TASK 1: In the passage about Prime Healthcare and Medicare short-stay claims, what settlement rate did CMS offer hospitals in 2014?
TASK 2: Write the next part of the passage on Prime Healthcare and its Medicare short-stay claims, picking up after its final sentence.

SELECTED PASSAGE:
== == ==
When the Centers for Medicare & Medicaid Services offered to pay hospitals a settlement of 68 cents on the dollar in 2014 for disputed short-stay claims, California-based for-profit hospital chain Prime Healthcare Services was cut out of the offer.
The reason why? CMS officials believed Prime was engaged in a widespread fraud regarding the way it admitted its patients, according to Los Angeles Times Business Columnist Michael Hiltzik.
CMS made the offer to hospitals to settle short-term claims after so many of them were tied up in the appeals process that the backlog stretched to more than two years.
Citing a lawsuit filed against Prime by the U.S. Justice Department, the Los Angeles Times reported that the hospital chain essentially admitted any Medicare patient who came through the doors of its emergency department, as opposed to placing them in observation care, where the rates of reimbursement are much lower.
== == ==
MATERIAL PROVIDED:

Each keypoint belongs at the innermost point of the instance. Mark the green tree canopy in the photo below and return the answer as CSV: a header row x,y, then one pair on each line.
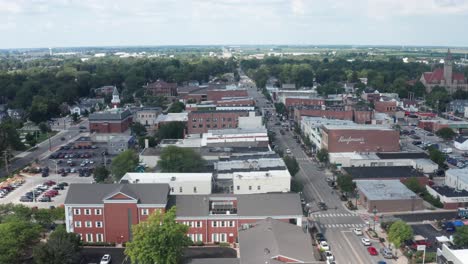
x,y
172,130
446,133
159,239
291,164
101,173
126,161
460,238
176,107
346,183
399,232
61,247
322,155
175,159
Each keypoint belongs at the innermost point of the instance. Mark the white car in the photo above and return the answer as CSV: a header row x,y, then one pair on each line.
x,y
329,255
357,231
365,241
324,246
106,259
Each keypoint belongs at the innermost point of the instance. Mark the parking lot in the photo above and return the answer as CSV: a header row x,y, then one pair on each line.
x,y
31,182
74,160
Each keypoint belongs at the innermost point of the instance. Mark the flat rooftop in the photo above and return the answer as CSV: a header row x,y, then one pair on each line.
x,y
385,190
382,172
402,155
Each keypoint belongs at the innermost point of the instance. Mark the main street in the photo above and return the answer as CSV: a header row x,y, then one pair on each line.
x,y
43,148
337,222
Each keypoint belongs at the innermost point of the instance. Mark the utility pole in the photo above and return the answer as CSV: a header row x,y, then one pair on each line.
x,y
6,161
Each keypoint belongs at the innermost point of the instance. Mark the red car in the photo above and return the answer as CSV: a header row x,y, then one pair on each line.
x,y
372,251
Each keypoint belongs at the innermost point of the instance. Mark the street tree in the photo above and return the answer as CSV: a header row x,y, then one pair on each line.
x,y
175,159
292,165
460,238
17,238
159,239
446,133
346,183
399,232
61,247
126,161
171,130
322,155
101,173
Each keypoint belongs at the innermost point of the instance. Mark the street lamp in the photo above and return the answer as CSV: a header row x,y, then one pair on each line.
x,y
374,211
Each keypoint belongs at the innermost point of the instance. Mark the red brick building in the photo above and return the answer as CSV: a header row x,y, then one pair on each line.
x,y
358,116
110,121
360,138
290,102
385,106
202,121
162,88
106,212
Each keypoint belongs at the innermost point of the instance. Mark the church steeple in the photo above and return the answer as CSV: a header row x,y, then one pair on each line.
x,y
448,62
115,98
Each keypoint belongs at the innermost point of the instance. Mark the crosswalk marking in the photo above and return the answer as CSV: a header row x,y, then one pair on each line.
x,y
342,225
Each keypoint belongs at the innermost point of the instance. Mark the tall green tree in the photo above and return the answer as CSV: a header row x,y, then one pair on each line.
x,y
159,239
17,238
399,232
61,247
460,238
292,165
446,133
126,161
175,159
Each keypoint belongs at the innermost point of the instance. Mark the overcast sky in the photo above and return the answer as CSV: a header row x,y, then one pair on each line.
x,y
62,23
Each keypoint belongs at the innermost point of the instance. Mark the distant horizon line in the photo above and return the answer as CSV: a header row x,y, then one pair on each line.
x,y
236,45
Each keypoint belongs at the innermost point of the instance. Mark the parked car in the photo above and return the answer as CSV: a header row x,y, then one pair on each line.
x,y
324,246
357,231
365,241
372,251
106,259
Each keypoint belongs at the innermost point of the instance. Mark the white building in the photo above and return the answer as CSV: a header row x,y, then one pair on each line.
x,y
461,143
180,183
311,127
417,160
453,256
457,179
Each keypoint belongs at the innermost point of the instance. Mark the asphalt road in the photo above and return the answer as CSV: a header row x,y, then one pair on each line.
x,y
43,148
336,223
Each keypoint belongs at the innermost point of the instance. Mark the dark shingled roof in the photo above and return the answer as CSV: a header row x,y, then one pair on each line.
x,y
150,193
402,155
382,172
268,204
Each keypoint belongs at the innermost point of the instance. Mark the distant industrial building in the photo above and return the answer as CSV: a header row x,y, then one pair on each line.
x,y
387,196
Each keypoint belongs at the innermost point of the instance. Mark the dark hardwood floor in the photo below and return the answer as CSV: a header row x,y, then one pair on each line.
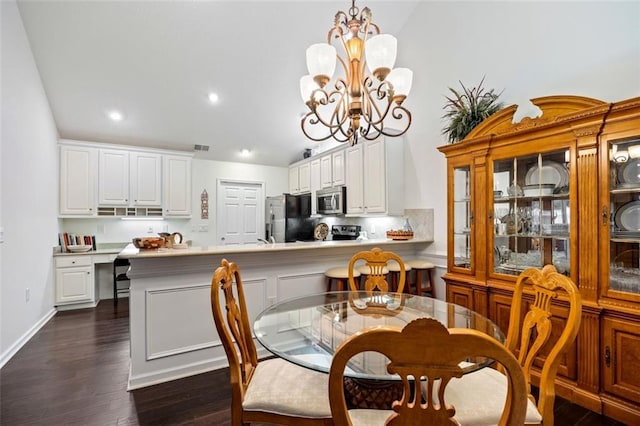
x,y
74,372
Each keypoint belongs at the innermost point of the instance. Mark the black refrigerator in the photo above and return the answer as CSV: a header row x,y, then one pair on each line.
x,y
287,218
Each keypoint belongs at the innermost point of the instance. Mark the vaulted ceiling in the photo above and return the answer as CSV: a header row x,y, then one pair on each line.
x,y
157,61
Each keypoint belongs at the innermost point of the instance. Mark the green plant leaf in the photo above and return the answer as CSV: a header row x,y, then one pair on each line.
x,y
468,108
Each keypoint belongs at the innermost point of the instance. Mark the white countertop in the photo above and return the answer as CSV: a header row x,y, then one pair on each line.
x,y
131,252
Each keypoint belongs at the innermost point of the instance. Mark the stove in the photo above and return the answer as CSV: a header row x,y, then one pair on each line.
x,y
345,232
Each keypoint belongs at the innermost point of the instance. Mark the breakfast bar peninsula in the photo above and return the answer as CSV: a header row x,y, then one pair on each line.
x,y
172,330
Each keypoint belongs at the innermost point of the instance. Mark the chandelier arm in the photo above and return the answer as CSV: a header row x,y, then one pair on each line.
x,y
312,118
397,113
372,105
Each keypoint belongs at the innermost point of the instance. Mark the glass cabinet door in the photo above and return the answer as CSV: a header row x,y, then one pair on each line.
x,y
624,199
462,217
531,213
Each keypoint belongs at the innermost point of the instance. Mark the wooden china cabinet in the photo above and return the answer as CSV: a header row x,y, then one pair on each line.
x,y
561,189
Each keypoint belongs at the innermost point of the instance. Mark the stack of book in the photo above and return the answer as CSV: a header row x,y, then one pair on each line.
x,y
66,239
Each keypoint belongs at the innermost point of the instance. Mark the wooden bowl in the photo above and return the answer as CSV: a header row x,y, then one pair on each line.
x,y
148,243
400,235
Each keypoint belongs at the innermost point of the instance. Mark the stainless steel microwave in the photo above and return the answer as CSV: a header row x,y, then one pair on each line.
x,y
332,200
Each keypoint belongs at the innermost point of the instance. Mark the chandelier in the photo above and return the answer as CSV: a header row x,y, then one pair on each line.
x,y
355,104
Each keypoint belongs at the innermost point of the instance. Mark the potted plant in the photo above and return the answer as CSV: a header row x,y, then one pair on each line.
x,y
468,108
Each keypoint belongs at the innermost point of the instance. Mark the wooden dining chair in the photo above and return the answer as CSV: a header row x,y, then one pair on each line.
x,y
426,356
375,276
269,391
528,338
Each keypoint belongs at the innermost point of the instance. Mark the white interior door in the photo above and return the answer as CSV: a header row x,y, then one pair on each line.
x,y
240,212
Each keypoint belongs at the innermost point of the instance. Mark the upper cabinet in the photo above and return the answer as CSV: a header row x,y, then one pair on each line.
x,y
78,165
314,172
129,178
145,175
562,189
300,178
113,177
332,169
114,181
375,177
177,185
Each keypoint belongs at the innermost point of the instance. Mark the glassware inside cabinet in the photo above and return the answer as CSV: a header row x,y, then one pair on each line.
x,y
531,213
462,215
624,253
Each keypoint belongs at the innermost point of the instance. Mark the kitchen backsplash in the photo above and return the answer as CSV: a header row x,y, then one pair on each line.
x,y
203,233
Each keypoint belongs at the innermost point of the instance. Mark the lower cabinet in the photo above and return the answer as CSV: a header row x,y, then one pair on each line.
x,y
608,339
74,280
619,366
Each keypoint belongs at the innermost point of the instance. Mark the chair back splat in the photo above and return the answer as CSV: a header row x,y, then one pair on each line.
x,y
272,391
234,328
376,277
426,356
528,337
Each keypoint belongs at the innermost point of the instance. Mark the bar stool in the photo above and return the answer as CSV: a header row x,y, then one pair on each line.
x,y
420,267
394,274
341,276
120,275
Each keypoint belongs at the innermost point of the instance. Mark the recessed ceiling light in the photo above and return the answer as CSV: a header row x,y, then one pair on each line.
x,y
115,115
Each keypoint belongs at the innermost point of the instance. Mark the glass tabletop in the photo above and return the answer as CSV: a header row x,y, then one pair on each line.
x,y
307,330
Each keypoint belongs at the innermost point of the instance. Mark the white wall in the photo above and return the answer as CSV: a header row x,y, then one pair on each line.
x,y
529,49
29,190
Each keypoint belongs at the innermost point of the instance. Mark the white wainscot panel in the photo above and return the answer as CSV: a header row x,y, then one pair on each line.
x,y
164,336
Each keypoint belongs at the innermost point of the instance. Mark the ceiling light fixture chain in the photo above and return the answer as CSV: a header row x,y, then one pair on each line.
x,y
359,105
== == ==
TASK OUTPUT 1: 68 cents on the dollar

TASK OUTPUT 2:
As a result of auditing 11,000 of Prime's claims for short-stay claims, 8,000 were rejected by Medicare auditors, a rate of more than 70 percent. Less than a quarter were overturned on appeal, according to the Los Angeles Times. Surveys by the American Hospital Association indicate that about two-thirds of audited claims are overturned as a result of pursuing an appeal.
Prime itself has sued the feds for its share of the settlement. Its attorney told the Los Angeles Times that the lawsuit filed against it by the Justice Department was an attempt to get out of paying Prime. Instead, the hospital chain has educated its doctors to document absolutely every medical condition that might have befallen the patient, not only “to make sure we are not missing co-morbidities or complications” but to make sure the hospital chain is “paid as much as we are legally entitled to.”